[Listed entries — start]

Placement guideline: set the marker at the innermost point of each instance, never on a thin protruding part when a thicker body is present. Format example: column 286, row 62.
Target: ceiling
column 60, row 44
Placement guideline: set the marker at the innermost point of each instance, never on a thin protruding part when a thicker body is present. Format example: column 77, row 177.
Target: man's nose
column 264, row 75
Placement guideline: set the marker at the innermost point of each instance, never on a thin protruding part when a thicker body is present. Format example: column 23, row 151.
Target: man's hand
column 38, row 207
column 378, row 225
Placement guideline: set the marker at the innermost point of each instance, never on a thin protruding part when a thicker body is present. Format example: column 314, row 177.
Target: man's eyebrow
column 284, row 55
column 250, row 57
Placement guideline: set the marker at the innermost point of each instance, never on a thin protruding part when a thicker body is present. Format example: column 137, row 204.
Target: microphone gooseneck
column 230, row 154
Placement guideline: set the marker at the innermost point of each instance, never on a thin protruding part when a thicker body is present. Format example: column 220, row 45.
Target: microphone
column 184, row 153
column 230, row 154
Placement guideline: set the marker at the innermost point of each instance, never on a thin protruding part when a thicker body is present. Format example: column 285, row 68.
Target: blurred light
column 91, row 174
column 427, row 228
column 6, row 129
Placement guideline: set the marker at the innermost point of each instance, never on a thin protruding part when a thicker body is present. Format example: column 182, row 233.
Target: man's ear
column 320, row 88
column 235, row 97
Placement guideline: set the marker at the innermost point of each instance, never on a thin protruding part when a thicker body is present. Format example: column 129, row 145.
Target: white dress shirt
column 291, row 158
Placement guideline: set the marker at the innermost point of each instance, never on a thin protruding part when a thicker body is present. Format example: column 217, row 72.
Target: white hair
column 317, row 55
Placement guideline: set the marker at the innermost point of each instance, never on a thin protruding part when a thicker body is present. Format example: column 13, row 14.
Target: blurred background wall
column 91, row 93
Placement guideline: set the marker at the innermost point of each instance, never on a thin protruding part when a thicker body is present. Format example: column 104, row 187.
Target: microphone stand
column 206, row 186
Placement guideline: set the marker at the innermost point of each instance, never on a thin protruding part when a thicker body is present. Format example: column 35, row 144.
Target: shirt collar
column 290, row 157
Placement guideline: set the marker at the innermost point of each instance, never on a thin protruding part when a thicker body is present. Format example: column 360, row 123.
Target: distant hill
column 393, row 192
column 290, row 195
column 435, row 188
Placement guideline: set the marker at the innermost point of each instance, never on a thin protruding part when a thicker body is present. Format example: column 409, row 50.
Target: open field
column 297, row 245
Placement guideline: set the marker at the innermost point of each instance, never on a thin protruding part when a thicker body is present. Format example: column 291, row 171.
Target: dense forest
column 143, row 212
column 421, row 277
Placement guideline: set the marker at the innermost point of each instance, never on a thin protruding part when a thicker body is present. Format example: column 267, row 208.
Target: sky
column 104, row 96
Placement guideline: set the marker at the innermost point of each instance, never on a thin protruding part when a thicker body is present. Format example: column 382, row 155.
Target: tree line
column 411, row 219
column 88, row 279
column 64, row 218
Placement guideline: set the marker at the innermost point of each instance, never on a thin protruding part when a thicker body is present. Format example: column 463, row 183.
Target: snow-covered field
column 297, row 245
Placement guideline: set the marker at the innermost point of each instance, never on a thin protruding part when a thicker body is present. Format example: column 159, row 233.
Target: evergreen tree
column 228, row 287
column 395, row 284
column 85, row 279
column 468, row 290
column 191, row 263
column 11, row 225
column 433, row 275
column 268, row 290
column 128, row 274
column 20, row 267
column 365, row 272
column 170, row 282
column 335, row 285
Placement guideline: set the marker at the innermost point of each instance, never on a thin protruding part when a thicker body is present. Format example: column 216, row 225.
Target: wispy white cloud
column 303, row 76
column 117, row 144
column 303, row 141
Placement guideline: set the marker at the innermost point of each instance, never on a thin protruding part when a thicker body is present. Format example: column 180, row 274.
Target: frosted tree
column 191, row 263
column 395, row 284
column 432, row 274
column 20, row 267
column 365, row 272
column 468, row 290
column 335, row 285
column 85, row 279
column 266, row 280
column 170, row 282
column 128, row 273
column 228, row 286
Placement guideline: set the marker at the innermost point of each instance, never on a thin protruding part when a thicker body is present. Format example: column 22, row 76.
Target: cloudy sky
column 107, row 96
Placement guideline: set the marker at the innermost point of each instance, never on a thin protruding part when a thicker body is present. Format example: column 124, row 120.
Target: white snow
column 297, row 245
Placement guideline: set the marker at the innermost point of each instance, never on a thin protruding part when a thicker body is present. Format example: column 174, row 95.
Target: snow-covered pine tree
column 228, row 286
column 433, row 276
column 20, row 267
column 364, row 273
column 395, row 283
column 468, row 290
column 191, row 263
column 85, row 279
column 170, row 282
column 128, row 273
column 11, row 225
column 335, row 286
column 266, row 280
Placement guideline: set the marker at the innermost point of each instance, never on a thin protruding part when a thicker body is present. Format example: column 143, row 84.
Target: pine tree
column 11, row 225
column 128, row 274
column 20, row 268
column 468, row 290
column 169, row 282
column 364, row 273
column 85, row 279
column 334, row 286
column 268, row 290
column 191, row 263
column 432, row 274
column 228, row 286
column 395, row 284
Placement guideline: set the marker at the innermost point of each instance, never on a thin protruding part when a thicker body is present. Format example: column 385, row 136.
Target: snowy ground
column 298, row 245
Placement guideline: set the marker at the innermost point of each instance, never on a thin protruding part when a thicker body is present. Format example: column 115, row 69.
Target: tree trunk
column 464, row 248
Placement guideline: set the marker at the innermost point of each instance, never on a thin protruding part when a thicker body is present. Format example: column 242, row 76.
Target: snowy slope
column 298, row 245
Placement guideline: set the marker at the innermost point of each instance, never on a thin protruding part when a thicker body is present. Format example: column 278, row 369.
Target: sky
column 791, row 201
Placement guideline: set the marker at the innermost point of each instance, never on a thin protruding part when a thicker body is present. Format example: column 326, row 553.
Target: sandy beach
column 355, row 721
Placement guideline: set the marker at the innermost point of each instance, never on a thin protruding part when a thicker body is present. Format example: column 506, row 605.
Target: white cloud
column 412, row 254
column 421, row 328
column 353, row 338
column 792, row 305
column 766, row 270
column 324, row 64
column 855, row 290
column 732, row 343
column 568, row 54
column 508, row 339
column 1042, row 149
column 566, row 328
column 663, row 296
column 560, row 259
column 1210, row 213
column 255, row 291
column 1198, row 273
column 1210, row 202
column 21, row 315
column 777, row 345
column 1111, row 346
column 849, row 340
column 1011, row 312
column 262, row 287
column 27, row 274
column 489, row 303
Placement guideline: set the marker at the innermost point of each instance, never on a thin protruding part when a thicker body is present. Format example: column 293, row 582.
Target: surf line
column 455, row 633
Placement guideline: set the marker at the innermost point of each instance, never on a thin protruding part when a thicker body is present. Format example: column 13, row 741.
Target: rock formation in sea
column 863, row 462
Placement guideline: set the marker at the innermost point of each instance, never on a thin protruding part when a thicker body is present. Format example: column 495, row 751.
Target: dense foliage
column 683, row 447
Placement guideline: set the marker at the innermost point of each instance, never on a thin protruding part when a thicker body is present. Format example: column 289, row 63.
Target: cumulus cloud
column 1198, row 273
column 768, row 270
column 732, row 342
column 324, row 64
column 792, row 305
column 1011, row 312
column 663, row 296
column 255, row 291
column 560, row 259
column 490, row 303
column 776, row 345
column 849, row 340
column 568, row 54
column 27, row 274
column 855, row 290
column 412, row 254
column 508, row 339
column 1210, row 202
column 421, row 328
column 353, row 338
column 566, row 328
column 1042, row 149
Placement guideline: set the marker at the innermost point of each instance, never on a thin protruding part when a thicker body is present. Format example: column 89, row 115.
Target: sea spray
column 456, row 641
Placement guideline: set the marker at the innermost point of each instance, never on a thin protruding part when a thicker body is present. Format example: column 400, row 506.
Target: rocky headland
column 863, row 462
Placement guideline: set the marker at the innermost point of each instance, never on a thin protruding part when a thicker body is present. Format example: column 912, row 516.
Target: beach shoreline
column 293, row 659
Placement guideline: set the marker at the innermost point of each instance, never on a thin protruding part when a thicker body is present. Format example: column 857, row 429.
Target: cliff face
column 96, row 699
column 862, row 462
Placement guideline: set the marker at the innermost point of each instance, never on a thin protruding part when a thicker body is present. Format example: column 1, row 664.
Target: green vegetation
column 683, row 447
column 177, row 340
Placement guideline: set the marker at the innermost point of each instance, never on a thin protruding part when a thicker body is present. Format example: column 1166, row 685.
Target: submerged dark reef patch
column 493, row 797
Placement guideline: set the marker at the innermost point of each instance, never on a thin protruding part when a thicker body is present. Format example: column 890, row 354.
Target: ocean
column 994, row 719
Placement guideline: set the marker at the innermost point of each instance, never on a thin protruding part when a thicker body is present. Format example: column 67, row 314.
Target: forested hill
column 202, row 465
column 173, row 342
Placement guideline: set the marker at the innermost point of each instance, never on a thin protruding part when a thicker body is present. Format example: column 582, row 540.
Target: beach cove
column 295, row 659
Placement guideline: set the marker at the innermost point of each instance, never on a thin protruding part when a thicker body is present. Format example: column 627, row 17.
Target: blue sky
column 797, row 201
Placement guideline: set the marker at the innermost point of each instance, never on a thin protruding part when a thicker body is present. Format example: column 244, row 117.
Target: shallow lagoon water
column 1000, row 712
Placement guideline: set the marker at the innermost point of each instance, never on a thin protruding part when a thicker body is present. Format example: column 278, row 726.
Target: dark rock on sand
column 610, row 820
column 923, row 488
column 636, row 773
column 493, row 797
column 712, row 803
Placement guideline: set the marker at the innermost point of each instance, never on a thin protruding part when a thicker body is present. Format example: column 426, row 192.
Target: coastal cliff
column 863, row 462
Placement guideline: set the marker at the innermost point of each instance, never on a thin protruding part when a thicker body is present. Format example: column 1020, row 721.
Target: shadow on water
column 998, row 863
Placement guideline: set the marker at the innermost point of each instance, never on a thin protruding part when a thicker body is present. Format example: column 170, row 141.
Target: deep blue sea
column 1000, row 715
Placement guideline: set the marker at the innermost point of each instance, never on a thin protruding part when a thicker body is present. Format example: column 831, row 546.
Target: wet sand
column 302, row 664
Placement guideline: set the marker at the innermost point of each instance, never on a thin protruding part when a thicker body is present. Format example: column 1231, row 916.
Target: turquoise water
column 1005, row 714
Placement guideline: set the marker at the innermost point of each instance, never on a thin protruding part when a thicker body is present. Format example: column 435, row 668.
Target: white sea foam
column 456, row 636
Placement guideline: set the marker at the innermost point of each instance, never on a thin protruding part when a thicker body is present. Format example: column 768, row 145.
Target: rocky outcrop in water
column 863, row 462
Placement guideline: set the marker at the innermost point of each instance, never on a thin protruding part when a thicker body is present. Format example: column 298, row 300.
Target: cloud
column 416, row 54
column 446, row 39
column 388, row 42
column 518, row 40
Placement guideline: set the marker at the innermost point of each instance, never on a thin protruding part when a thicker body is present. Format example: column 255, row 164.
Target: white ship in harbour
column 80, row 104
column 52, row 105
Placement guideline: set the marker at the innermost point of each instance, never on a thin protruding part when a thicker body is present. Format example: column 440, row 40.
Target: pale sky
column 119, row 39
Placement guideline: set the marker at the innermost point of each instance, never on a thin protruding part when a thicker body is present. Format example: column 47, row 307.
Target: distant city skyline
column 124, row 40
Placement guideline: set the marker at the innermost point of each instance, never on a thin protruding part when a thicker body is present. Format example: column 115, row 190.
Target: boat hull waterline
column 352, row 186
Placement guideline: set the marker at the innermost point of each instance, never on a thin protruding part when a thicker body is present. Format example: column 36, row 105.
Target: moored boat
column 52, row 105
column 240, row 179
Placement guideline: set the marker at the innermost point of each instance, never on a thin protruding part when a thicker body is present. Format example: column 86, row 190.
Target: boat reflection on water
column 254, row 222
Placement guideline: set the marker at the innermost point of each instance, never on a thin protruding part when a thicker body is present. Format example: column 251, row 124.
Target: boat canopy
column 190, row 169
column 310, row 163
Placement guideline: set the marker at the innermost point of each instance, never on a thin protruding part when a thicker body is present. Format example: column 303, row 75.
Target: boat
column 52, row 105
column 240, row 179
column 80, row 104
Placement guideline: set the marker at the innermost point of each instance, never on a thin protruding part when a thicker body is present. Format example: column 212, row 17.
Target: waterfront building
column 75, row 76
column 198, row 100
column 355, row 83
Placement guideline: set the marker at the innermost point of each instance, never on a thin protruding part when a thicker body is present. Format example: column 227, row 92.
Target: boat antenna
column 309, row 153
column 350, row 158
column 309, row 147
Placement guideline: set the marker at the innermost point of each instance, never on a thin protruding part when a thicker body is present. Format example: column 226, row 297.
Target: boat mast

[Listed entries — finish]

**The task**
Please copy exactly the lines from the first line of the records above through the line containing "285, row 68.", including both, and nothing more.

**Written solution**
Placement guideline: set the marker at the innermost point of each instance, never on a thin protruding part when a thicker body is present. Format example: column 286, row 62.
Target: ceiling
column 60, row 44
Placement guideline: set the marker at the innermost point of each instance, never on a thin protruding part when a thicker body is present. Format example: column 77, row 177.
Target: man's nose
column 264, row 75
Placement guideline: set the marker at the innermost point of each instance, never on a thin protruding part when a thicker body is present. Format example: column 23, row 151.
Target: man's hand
column 38, row 207
column 378, row 225
Placement guideline: set the marker at the innermost point of each instance, never on a thin protruding part when a thicker body is present. Format example: column 314, row 177.
Target: man's eyebrow
column 284, row 55
column 250, row 57
Placement guideline: set the marker at the innermost point of each instance, never on a thin protruding part when a thicker body is present. Format example: column 137, row 204.
Target: microphone gooseneck
column 230, row 154
Placement guideline: set the marker at the innermost point of each instance, never on a thin protruding part when a thicker body is present. Format example: column 220, row 45.
Target: microphone
column 184, row 153
column 230, row 154
Placement guideline: set the marker at the innermost point of each instance, never on a thin protruding part when a thicker body is present. Format example: column 285, row 68.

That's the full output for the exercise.